Task statement: What follows is a set of records, each of which is to be written out exactly.

***** Records shown *****

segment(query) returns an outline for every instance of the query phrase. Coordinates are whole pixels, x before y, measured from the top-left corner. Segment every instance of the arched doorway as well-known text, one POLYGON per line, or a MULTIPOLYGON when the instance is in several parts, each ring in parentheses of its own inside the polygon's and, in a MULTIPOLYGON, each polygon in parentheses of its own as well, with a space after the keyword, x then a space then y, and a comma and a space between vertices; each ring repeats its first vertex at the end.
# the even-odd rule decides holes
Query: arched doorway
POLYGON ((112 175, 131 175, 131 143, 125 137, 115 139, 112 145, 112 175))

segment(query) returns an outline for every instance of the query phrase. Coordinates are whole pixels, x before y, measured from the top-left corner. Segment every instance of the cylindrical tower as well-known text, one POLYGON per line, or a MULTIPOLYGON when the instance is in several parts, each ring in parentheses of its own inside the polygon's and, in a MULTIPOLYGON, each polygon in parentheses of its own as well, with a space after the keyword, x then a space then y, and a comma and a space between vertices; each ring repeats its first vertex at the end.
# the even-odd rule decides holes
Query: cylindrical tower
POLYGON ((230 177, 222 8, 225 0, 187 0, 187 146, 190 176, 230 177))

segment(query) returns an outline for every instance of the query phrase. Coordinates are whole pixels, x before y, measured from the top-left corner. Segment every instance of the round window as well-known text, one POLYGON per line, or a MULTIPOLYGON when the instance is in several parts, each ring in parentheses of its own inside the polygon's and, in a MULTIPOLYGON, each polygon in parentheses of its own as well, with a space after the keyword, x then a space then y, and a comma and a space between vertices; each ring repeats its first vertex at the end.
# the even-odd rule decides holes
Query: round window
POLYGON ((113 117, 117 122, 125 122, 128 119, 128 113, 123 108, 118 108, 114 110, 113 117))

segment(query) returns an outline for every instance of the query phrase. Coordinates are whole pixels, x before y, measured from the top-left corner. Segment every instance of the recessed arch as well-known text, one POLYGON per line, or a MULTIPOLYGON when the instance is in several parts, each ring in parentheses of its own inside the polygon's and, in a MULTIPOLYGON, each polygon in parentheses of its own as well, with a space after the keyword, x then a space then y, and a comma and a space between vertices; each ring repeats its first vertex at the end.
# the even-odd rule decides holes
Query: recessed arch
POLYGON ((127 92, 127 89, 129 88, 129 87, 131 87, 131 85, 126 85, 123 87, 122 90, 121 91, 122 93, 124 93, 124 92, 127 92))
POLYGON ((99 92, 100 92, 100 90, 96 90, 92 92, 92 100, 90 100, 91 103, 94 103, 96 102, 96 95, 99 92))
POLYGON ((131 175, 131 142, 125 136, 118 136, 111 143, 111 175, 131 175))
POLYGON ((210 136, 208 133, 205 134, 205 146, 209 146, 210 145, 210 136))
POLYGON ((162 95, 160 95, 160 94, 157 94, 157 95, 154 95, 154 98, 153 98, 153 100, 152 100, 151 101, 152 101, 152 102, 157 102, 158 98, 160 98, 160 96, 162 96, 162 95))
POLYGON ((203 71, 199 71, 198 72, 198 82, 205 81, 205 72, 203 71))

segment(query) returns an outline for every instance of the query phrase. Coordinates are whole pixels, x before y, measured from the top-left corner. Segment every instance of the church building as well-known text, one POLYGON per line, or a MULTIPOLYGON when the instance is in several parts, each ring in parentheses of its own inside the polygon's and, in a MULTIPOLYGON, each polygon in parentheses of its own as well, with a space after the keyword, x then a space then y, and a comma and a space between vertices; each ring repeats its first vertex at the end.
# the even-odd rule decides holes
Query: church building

*****

Worked answer:
segment(query) returns an outline for every instance of the query phrase. Coordinates are whole pixels, x before y, measured from the top-left corner. Segment every instance of the arched doorway as well-known text, one POLYGON per line, or a MULTIPOLYGON when the instance is in several parts, each ring in parentheses of its own inside the polygon's and, in a MULTIPOLYGON, each polygon in parentheses of its own as well, with a space after the keyword, x then a space then y, and a comma and a space between vertices; each ring repeats its first vertex at the end.
# the even-odd rule decides holes
Query: arched doorway
POLYGON ((112 175, 131 175, 131 143, 125 137, 115 139, 112 145, 112 175))

segment(query) returns an outline for every instance of the query phrase. Coordinates are whole pixels, x before y, measured from the top-left corner. Segment every instance of the cylindrical tower as well-known text, one POLYGON per line, or a MULTIPOLYGON when the instance is in several parts, each ring in parentheses of its own inside the polygon's and, in a MULTIPOLYGON, each polygon in parentheses of its own as well, with a space after the keyword, x then a space then y, and a comma and a space between vertices; each ring repeats its first vertex at the end.
# the even-odd rule decides holes
Query: cylindrical tower
POLYGON ((230 177, 222 8, 225 0, 187 0, 187 146, 190 176, 230 177))

segment(query) returns an outline for every instance of the query phrase. Coordinates are whole pixels, x before y, measured from the top-left corner. Segment every instance of the round window as well-known text, one POLYGON per line, or a MULTIPOLYGON when the instance is in several parts, each ring in parentheses of its own inside the polygon's and, in a MULTIPOLYGON, each polygon in parentheses of its own as well, with a space after the keyword, x then a space then y, and a comma and a space between vertices; each ring repeats its first vertex at the end.
# the even-odd rule decides holes
Query: round window
POLYGON ((113 117, 117 122, 125 122, 128 119, 128 113, 123 108, 118 108, 114 110, 113 117))

segment(query) returns an outline for every instance of the query phrase. Coordinates are whole pixels, x before y, measured from the top-left corner. Segment every instance of the recessed arch as well-known text, one POLYGON per line, or a MULTIPOLYGON when the instance is in several parts, each ring in parentheses of its own inside the polygon's and, in a MULTIPOLYGON, each polygon in parentheses of its own as well, with a space after the keyword, x then a space then y, and a comma and a space between vertices; each ring repeats its first vertex at the end.
# the even-odd rule decides holes
Query: recessed arch
POLYGON ((127 92, 127 89, 129 88, 129 87, 131 87, 131 85, 126 85, 123 87, 122 90, 121 91, 122 93, 124 93, 124 92, 127 92))
POLYGON ((99 92, 100 92, 100 90, 96 90, 92 92, 92 100, 90 100, 91 103, 94 103, 96 102, 96 95, 99 92))
POLYGON ((131 175, 131 142, 125 136, 118 136, 111 143, 111 175, 131 175))
POLYGON ((210 136, 208 133, 205 134, 205 146, 209 146, 210 145, 210 136))
POLYGON ((162 95, 160 95, 160 94, 157 94, 157 95, 154 95, 154 98, 153 98, 153 100, 152 100, 151 101, 152 101, 152 102, 157 102, 158 98, 160 98, 160 96, 162 96, 162 95))
POLYGON ((203 71, 199 71, 198 72, 198 82, 205 81, 205 72, 203 71))

segment(query) returns an outline for every instance of the query phrase. Coordinates are whole pixels, x before y, measured from the top-left corner. Segment every instance of the church building as well-known text, one POLYGON per line, or a MULTIPOLYGON when the instance is in several parts, each ring in parentheses of its own inside the polygon's and, in a MULTIPOLYGON, each polygon in parentheses of its own as well, with a space after the keyword, x then a space then y, and a comma and a space between vertices; each ring repeats its first vertex at the end.
# the even-odd rule decides holes
Query: church building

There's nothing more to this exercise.